Short problem >>
Find each line in the items below that contains the string "Target", and copy all of those lines.

------ Listing

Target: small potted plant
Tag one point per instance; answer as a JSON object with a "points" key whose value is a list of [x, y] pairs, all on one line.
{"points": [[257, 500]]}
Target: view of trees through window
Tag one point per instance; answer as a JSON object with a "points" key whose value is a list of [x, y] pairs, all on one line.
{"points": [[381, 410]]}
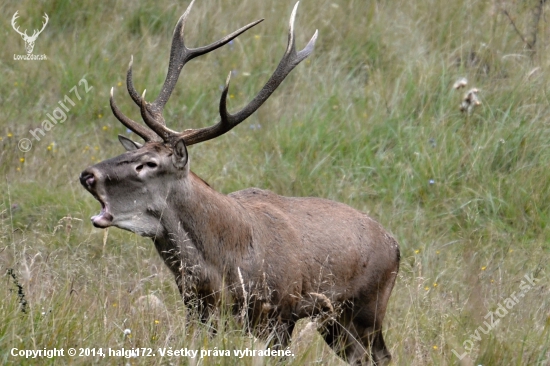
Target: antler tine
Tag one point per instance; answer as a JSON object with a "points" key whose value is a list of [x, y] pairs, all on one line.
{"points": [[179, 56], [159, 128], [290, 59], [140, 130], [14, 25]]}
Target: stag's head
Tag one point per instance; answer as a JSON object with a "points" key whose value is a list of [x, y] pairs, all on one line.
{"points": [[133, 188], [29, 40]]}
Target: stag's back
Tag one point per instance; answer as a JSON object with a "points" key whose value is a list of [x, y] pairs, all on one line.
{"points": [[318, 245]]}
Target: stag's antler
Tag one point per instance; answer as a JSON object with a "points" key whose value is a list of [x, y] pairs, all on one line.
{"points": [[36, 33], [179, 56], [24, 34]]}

------------
------ Listing

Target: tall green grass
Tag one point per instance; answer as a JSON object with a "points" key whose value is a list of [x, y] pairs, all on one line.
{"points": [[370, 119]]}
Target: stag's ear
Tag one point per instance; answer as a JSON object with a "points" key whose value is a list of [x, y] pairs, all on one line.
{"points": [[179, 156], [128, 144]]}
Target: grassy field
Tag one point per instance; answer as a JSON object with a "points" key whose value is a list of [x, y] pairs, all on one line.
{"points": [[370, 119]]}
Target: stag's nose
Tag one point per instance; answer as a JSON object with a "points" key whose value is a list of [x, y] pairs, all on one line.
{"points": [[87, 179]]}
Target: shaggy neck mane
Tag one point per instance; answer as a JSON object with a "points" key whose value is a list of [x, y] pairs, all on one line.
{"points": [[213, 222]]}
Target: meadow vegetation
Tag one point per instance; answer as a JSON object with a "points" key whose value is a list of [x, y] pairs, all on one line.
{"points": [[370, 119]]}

------------

Correct response >>
Target: small potted plant
Target: view of trees through window
Target: antler tine
Target: stag's head
Target: stag's back
Target: stag's antler
Target: tall green grass
Target: stag's ear
Target: grassy field
Target: stag's nose
Target: shaggy neck mane
Target: meadow vegetation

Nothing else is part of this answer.